## GIVEN INSTRUCTION
Produce an exact copy of the lines from the line containing "Annotation guideline — the target class is wooden" through the last line of the entries below, and only those lines.

## SUPPLIED DATA
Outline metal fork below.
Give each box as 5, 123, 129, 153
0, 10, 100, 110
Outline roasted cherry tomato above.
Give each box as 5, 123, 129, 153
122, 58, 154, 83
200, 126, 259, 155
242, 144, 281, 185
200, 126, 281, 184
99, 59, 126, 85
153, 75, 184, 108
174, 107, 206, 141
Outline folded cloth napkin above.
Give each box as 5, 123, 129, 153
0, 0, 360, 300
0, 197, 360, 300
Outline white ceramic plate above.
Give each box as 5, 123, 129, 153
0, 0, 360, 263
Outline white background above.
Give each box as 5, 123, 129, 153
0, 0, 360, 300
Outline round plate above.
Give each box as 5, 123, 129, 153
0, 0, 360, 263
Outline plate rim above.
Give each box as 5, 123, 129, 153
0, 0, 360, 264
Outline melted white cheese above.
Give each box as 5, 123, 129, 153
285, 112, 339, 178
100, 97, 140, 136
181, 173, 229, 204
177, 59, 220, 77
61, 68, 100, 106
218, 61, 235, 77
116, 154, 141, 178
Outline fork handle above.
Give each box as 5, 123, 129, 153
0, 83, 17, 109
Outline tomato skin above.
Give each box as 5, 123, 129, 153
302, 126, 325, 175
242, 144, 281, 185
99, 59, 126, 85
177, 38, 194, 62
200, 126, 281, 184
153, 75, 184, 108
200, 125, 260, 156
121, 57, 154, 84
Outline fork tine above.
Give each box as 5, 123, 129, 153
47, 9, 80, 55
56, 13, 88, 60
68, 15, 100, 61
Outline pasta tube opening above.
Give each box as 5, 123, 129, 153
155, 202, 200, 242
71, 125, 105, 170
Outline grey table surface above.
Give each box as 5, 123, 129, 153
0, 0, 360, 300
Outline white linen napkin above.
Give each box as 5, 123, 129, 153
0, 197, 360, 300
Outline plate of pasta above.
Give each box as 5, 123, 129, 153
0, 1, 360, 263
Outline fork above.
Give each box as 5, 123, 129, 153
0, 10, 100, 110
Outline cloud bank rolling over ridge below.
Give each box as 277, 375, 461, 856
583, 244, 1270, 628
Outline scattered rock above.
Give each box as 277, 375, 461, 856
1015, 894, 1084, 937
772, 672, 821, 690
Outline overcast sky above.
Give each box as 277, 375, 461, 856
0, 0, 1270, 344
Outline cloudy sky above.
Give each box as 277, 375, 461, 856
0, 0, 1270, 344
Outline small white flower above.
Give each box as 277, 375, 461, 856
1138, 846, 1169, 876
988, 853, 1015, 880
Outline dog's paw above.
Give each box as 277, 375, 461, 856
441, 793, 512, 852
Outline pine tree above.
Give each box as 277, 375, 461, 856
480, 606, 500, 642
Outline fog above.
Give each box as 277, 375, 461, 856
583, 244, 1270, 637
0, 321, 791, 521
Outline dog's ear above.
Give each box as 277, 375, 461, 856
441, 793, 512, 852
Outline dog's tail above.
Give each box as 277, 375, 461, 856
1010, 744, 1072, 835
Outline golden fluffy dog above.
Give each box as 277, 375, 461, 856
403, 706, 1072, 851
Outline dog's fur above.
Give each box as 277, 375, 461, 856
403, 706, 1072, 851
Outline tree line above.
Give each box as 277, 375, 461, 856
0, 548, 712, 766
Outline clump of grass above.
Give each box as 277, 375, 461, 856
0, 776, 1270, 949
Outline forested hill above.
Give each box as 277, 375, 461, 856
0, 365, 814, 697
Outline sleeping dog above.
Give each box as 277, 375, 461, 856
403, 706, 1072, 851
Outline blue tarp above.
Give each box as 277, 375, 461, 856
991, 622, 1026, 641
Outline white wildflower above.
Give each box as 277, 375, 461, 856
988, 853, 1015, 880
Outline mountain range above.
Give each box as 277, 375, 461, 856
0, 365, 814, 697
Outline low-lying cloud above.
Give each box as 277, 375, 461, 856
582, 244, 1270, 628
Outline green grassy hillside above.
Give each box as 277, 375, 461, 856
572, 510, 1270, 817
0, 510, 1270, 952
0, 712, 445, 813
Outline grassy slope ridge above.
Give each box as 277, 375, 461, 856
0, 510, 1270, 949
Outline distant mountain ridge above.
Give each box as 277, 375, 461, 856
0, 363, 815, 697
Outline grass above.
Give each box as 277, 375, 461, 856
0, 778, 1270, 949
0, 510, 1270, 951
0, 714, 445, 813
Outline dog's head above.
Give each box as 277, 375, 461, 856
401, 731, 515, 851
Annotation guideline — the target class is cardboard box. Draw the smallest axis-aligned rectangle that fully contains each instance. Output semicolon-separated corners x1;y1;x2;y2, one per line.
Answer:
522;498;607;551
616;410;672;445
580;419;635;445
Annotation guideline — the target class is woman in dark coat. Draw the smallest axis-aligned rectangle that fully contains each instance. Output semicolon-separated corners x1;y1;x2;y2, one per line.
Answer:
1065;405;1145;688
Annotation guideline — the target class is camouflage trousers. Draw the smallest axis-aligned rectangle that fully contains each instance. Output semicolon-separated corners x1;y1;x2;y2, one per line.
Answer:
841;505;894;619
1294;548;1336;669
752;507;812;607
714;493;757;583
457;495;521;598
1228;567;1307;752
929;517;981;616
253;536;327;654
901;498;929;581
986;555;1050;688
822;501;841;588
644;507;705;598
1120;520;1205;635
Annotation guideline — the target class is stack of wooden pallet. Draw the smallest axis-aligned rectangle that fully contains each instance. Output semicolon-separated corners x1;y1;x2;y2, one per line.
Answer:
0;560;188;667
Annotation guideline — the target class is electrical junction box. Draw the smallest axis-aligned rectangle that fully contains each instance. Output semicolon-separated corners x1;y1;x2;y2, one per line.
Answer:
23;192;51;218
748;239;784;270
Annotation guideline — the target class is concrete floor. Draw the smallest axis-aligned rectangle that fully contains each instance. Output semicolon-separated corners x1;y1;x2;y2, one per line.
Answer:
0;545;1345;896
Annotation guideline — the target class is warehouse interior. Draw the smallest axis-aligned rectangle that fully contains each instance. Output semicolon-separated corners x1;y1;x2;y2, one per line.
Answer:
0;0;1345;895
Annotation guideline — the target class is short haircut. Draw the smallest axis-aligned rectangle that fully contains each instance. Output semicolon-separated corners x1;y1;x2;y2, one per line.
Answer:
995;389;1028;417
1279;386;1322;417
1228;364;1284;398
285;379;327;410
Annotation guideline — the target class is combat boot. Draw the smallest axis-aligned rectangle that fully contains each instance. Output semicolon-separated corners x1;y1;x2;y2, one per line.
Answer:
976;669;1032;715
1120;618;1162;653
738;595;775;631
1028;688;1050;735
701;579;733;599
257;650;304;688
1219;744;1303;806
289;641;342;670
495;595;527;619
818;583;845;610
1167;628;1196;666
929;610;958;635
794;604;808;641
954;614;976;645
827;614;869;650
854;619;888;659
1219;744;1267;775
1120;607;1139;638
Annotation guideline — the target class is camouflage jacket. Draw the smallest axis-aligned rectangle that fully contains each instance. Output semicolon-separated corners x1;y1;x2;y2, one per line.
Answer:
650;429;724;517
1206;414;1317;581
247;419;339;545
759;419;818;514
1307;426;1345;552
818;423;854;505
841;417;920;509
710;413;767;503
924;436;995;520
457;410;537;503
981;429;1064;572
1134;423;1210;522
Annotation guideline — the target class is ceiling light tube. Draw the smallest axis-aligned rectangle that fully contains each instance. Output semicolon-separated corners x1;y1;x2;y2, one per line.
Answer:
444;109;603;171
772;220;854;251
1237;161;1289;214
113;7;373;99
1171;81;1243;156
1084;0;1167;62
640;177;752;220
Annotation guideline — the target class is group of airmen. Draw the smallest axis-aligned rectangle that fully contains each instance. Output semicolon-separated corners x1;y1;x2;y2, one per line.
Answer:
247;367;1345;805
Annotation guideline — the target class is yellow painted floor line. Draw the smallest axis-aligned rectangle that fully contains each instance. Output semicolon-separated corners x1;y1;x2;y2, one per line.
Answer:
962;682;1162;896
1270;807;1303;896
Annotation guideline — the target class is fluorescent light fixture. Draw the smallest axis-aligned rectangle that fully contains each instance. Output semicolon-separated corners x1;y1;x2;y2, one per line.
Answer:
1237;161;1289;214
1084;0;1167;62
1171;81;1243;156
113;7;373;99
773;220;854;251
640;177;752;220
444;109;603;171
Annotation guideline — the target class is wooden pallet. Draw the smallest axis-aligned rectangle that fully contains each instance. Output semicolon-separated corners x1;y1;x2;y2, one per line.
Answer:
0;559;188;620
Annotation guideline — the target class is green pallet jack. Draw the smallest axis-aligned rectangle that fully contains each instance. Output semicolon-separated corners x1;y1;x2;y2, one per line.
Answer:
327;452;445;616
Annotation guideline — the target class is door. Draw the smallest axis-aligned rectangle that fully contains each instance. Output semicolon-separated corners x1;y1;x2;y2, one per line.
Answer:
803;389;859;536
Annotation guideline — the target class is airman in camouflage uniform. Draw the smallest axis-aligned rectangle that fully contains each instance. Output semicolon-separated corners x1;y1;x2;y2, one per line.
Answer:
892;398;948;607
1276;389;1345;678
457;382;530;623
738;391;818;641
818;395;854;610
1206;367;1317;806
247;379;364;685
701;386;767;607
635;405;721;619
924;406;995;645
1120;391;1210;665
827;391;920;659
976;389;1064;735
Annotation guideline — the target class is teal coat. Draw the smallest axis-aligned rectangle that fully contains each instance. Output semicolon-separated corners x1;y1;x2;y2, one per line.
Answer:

## SOLUTION FOR THIS EXERCISE
Annotation guideline — the target class is wooden pallet. Draw the smallest axis-aligned rectangle that fully contains each instance. Output semicolon-separated corners x1;y1;x2;y2, one per line.
Answer:
0;559;188;620
Annotation guideline — the target class is green pallet jack. Draw the smallest axis-aligned rectangle that fully contains each instance. Output semicolon-separated corners x1;y1;x2;y2, one per line.
Answer:
327;452;445;616
Annotation guideline — the target class is door. Draw the smallest axis-aligned rectangle that fully contains each instance. Output semicolon-separated corners x1;y1;x2;y2, one per line.
Answer:
803;389;859;536
Annotation guideline — the target class is airman in camouflage uniform. Draw the smallest axis-aligned rectangle that fully contains each instance. Output semicolon-separated corners x1;y1;x2;y2, one per line.
Answer:
892;398;948;607
1276;389;1345;678
457;382;530;623
738;391;818;641
818;395;854;610
1206;367;1317;806
247;379;364;685
701;386;767;607
635;405;721;619
924;406;995;645
1120;391;1210;665
827;391;920;659
976;389;1064;735
Annotation guideline — the target class is teal coat. Draw the smallest axis-aligned rectangle that fully contains each instance. Output semicolon-separated corners x1;y1;x2;y2, one per line.
Answer:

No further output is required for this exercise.